■ **AIM**
All of the data below should be written out exactly.

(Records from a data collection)
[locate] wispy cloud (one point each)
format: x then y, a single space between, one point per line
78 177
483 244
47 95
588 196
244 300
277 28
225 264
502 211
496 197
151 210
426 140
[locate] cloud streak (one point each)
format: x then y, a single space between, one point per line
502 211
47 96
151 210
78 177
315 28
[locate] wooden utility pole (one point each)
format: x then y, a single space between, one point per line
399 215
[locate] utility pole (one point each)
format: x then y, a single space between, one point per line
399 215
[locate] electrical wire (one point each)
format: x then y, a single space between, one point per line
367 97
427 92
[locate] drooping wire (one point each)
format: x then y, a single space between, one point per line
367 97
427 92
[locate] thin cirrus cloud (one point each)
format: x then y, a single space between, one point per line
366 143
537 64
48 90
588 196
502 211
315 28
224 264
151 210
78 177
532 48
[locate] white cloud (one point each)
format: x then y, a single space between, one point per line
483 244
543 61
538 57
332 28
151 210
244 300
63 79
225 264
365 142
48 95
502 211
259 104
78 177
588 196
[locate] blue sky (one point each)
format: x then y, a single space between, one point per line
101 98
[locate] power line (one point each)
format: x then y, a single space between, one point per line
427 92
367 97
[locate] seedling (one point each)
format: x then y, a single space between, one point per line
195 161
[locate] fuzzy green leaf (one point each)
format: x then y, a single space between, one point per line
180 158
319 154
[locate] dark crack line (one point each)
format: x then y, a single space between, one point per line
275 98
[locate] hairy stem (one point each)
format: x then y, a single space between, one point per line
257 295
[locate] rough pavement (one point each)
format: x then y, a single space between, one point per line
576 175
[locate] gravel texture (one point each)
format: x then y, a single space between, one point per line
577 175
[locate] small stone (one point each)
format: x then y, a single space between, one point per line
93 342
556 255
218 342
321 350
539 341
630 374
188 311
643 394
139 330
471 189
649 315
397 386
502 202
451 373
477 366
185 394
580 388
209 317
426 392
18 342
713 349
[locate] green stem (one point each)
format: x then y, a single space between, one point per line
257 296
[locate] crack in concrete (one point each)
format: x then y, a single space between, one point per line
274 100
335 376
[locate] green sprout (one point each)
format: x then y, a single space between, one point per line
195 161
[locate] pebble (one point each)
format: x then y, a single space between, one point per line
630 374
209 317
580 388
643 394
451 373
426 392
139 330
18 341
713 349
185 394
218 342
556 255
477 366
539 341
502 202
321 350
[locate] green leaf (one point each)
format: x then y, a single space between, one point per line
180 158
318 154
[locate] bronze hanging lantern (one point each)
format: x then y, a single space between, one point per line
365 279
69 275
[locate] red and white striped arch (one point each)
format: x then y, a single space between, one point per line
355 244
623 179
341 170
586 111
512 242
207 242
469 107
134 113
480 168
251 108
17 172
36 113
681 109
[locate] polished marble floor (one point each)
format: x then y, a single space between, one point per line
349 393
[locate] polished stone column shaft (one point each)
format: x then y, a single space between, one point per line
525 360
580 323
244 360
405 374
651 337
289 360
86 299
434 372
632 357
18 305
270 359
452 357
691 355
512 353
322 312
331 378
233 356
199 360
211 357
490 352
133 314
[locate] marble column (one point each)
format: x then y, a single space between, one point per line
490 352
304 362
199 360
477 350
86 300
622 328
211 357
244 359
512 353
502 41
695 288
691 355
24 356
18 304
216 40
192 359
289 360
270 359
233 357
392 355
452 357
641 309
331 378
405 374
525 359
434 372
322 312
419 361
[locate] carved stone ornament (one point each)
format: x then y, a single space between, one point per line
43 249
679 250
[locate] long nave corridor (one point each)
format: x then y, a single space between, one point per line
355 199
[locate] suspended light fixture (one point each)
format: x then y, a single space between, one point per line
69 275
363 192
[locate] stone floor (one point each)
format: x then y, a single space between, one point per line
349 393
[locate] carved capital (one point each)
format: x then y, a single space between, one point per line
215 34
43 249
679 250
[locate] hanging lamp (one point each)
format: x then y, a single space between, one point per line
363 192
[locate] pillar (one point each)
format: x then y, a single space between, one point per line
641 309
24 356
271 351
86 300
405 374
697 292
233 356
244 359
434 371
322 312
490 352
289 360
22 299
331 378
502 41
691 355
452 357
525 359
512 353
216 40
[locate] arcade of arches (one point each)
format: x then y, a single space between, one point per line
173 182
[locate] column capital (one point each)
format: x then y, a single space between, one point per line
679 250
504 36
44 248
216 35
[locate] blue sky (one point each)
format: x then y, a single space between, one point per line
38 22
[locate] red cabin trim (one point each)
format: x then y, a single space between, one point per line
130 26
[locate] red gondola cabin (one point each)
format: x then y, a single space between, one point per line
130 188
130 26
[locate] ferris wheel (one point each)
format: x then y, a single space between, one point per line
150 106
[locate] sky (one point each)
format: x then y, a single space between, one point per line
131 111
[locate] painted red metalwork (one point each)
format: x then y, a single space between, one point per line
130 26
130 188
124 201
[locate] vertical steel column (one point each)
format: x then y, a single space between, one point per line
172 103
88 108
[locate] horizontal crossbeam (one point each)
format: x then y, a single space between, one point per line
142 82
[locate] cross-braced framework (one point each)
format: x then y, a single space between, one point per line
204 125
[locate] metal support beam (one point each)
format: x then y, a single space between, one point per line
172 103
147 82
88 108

■ **COMPLETED TASK**
[locate] wispy cloud (one point each)
format: x then y, a single space between, one point per line
78 177
483 244
47 95
588 196
244 300
277 28
225 264
502 211
496 197
151 210
426 140
[locate] cloud streak (one point each)
format: x then y, a single space between, one point per line
502 211
47 96
151 210
78 177
315 28
[locate] wooden utility pole (one point each)
format: x then y, a single space between, one point per line
399 215
[locate] utility pole (one point each)
format: x then y, a single space between, one point per line
399 215
[locate] electrical wire (one point each)
format: x then y, a single space between, one point per line
367 97
427 92
[locate] drooping wire (one point each)
format: x then y, a single space between, one point per line
367 97
427 92
[locate] thin cirrus cloud (one point each)
format: x then y, a single space between, one point per line
366 143
537 64
48 90
588 196
502 211
315 28
224 264
151 210
78 177
532 48
[locate] white cloud (one point each)
format: x then y, a single space between, one point per line
483 244
543 61
538 57
332 28
151 210
244 300
63 79
225 264
365 142
48 95
502 211
259 104
78 177
588 196
[locate] blue sky (one point each)
format: x then y, a single space between, one point per line
101 98
[locate] power line (one point each)
format: x then y, a single space between, one point per line
427 92
367 97
[locate] seedling (one point each)
format: x then y, a single space between, one point per line
195 161
[locate] fuzzy green leaf (one point each)
format: x then y, a single space between, one point per line
180 158
319 154
[locate] dark crack line (one point each)
format: x then y, a single space between, one point per line
275 98
[locate] hairy stem (one point each)
format: x then y, a single space between, one point per line
257 295
[locate] rough pavement (one point each)
format: x then y, a single space between, one point per line
576 175
[locate] gravel texture (one point each)
format: x then y, a single space between, one point per line
577 175
[locate] small stone (one point each)
format: x then y, a single space between, one point per line
93 342
556 255
218 342
321 350
539 341
630 374
188 311
643 394
139 330
471 189
649 315
397 386
502 202
451 373
477 366
185 394
580 388
209 317
426 392
18 342
713 349
[locate] green stem (one point each)
format: x then y, a single space between, one point per line
257 296
[locate] crack in concrete (one point each)
format: x then y, a single space between, one point per line
274 100
335 376
[locate] green sprout (one point each)
format: x then y, a single space between, one point per line
195 161
[locate] pebble (one point each)
format: x then y, a single space between, one point per line
630 374
209 317
580 388
643 394
451 373
426 392
139 330
18 341
713 349
185 394
218 342
556 255
477 366
539 341
502 202
321 350
[locate] green leaf (one point each)
format: x then y, a single space between, one point per line
180 158
318 154
[locate] bronze hanging lantern (one point each)
format: x then y, a single space between, one point per line
365 279
69 275
[locate] red and white striped arch (one point each)
format: x then y, a single space between, one point per line
355 244
623 179
341 170
586 111
512 242
207 242
469 107
134 113
480 168
251 108
17 172
36 113
681 109
[locate] polished marble floor (one point each)
format: x then y, a single space between, one point per line
349 393
[locate] polished stone column shaft (one point each)
format: x then y, a single space between, one point per line
525 360
580 323
244 360
405 374
651 337
289 360
86 299
434 372
632 357
18 305
270 359
452 357
691 355
512 353
322 312
331 378
233 356
199 360
211 357
490 352
133 314
[locate] marble column (one point each)
format: x then y, a single space between, one point per line
490 352
304 362
199 360
477 350
86 300
622 328
211 357
244 359
512 353
502 41
695 288
691 355
24 356
18 304
216 40
192 359
289 360
270 359
233 357
392 355
452 357
641 309
331 378
405 374
525 359
434 372
322 312
419 361
[locate] carved stone ornament (one point each)
format: x then y, a single space between, one point per line
43 249
679 250
[locate] long nave corridor (one point each)
format: x then y, a single space between, one point per line
355 199
[locate] suspended light fixture (one point each)
format: x then y, a single space between, one point per line
69 275
363 192
[locate] stone floor (one point each)
format: x then y, a single space between, one point per line
349 393
[locate] carved capital (one point each)
format: x then y, a single space between, one point per line
215 34
43 249
679 250
[locate] hanging lamp (one point each)
format: x then y, a single space between, one point per line
363 192
[locate] pillar (one point each)
format: x then y, a single space between, one point per line
641 309
24 356
271 351
86 300
405 374
697 292
233 356
244 359
434 371
322 312
490 352
289 360
22 299
331 378
502 41
691 355
452 357
525 359
512 353
216 40
[locate] arcade of arches (one point each)
format: x then y, a single space between, one point per line
173 182
[locate] column capital (one point each)
format: x then y, a single space between, one point per line
679 250
504 36
44 248
216 35
[locate] blue sky (one point each)
format: x then y, a single space between, one point per line
38 22
[locate] red cabin trim (one point each)
format: x then y, a single space between, one point per line
130 26
[locate] red gondola cabin (one point each)
format: x then y, a single space between, one point per line
130 188
130 26
[locate] ferris wheel (one point each)
format: x then y, a single space between, one point per line
150 106
[locate] sky (one point each)
format: x then y, a single space between, one point per line
131 111
[locate] painted red metalwork (one point each)
format: x then y, a single space between, one point per line
130 26
130 188
124 201
[locate] vertical steel column (one point each)
format: x then y, a single space between, one point per line
172 103
88 108
[locate] horizontal crossbeam (one point each)
format: x then y, a single space between, one point per line
142 82
[locate] cross-braced framework (one point each)
format: x then y, a single space between, one point per line
204 125
[locate] metal support beam (one point each)
format: x then y, a single space between, one point per line
172 103
147 82
88 108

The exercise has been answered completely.